(Task prompt): Please pull out every line of the material below that contains the string "path", treating uppercase and lowercase letters as different.

(Excerpted data):
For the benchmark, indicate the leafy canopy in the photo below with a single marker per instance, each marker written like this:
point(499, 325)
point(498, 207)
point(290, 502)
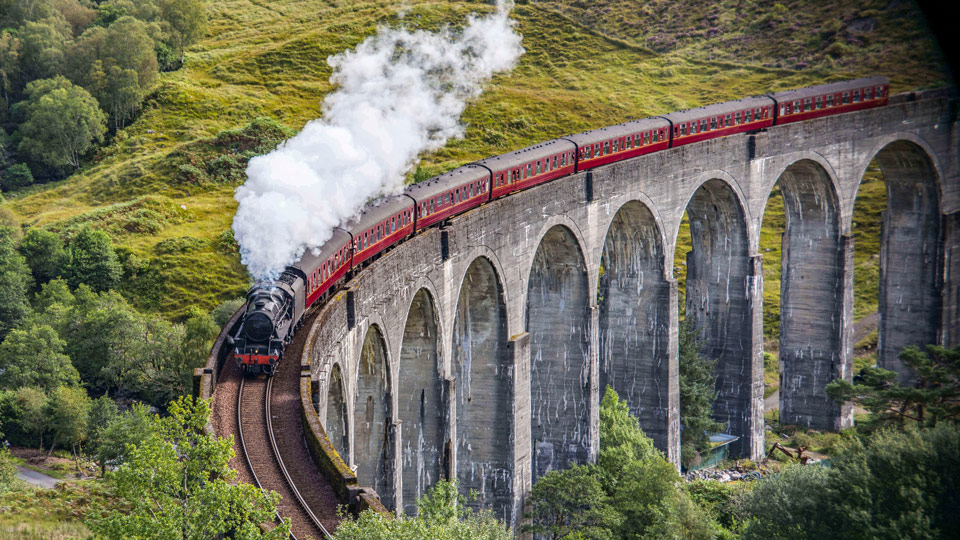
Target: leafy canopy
point(177, 485)
point(933, 398)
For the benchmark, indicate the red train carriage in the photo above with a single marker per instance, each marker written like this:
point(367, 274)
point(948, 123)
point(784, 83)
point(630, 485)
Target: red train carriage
point(530, 166)
point(275, 309)
point(622, 141)
point(381, 224)
point(720, 119)
point(828, 99)
point(325, 267)
point(449, 194)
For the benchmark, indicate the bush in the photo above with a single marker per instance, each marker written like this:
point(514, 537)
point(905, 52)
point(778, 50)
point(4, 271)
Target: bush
point(16, 176)
point(222, 313)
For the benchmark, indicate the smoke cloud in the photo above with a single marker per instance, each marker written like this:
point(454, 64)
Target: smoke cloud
point(399, 93)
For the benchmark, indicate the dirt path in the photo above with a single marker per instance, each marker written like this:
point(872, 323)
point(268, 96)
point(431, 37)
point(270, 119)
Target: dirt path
point(37, 479)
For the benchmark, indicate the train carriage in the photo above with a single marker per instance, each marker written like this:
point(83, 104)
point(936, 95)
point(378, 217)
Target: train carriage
point(622, 141)
point(274, 309)
point(323, 268)
point(828, 99)
point(382, 223)
point(449, 194)
point(530, 166)
point(720, 119)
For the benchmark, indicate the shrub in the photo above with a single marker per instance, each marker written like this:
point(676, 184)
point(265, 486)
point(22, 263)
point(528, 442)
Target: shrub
point(16, 176)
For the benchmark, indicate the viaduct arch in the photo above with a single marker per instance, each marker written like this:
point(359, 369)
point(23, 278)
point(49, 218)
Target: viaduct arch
point(479, 350)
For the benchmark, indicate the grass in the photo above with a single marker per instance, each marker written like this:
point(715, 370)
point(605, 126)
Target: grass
point(163, 187)
point(29, 513)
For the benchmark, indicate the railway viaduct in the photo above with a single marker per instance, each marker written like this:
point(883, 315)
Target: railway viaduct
point(480, 350)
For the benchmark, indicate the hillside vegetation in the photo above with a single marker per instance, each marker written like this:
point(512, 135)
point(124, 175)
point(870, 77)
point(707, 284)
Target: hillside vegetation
point(163, 186)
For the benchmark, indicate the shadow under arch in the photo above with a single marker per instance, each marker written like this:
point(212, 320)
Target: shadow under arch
point(335, 419)
point(420, 402)
point(635, 305)
point(373, 418)
point(558, 321)
point(812, 348)
point(722, 299)
point(484, 391)
point(911, 255)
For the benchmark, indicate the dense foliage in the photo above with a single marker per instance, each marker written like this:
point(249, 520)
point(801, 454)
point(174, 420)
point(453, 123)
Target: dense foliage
point(893, 484)
point(441, 515)
point(932, 398)
point(67, 66)
point(632, 491)
point(697, 394)
point(176, 483)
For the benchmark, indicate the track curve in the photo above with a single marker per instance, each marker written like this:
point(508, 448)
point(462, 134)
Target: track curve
point(264, 417)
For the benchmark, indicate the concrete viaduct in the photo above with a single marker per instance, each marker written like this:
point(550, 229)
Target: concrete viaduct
point(479, 351)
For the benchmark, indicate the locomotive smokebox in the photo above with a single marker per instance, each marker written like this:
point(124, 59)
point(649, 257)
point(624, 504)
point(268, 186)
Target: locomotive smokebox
point(258, 327)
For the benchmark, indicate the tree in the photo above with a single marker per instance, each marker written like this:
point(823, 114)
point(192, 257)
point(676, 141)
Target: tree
point(42, 49)
point(441, 515)
point(934, 397)
point(44, 253)
point(571, 501)
point(117, 64)
point(66, 416)
point(892, 484)
point(643, 486)
point(15, 281)
point(187, 20)
point(113, 435)
point(60, 124)
point(16, 176)
point(8, 469)
point(93, 261)
point(34, 357)
point(30, 405)
point(621, 440)
point(10, 46)
point(697, 394)
point(176, 484)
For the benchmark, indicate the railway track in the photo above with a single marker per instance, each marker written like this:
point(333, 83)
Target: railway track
point(258, 443)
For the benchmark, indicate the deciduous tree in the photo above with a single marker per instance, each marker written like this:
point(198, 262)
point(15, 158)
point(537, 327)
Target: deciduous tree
point(93, 261)
point(33, 356)
point(44, 253)
point(177, 484)
point(60, 125)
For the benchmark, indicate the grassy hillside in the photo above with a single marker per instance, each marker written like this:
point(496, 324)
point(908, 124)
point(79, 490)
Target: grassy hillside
point(163, 187)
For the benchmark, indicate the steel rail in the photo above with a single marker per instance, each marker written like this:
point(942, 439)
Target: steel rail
point(283, 467)
point(243, 445)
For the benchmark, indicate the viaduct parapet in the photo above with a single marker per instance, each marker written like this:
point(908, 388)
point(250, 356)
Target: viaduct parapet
point(479, 350)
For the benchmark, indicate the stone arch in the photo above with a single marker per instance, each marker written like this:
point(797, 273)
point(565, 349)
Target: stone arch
point(634, 299)
point(484, 390)
point(578, 236)
point(558, 321)
point(421, 405)
point(911, 253)
point(722, 300)
point(373, 418)
point(813, 281)
point(335, 419)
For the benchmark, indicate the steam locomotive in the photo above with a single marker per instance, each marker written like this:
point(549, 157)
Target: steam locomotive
point(275, 309)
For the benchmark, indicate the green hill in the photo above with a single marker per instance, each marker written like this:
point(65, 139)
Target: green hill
point(163, 187)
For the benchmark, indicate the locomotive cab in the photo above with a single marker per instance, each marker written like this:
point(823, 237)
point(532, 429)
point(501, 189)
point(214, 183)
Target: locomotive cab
point(258, 345)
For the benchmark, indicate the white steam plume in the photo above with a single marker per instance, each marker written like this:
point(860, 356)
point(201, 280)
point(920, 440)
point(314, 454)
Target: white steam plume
point(400, 93)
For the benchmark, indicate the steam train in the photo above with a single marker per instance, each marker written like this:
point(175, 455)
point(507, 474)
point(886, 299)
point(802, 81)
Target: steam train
point(275, 309)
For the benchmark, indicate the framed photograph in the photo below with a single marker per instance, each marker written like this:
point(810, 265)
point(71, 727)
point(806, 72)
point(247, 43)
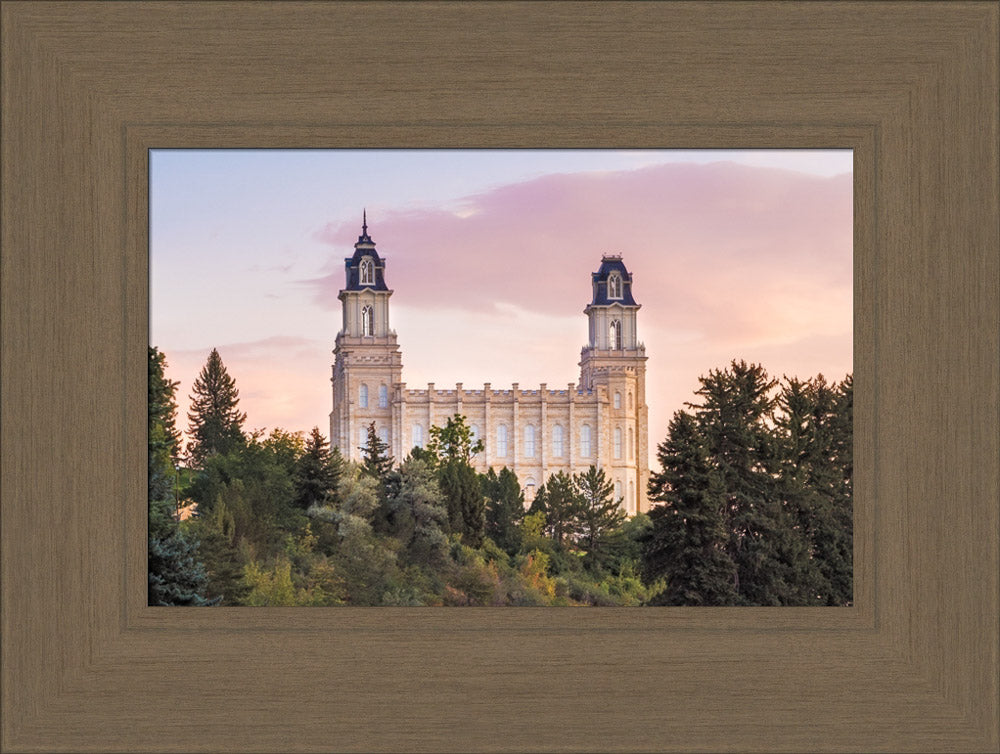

(Solution to the exercise):
For the benchmark, indicate the dirt path in the photo above with a single marker per instance, each marker written like this:
Target: dirt path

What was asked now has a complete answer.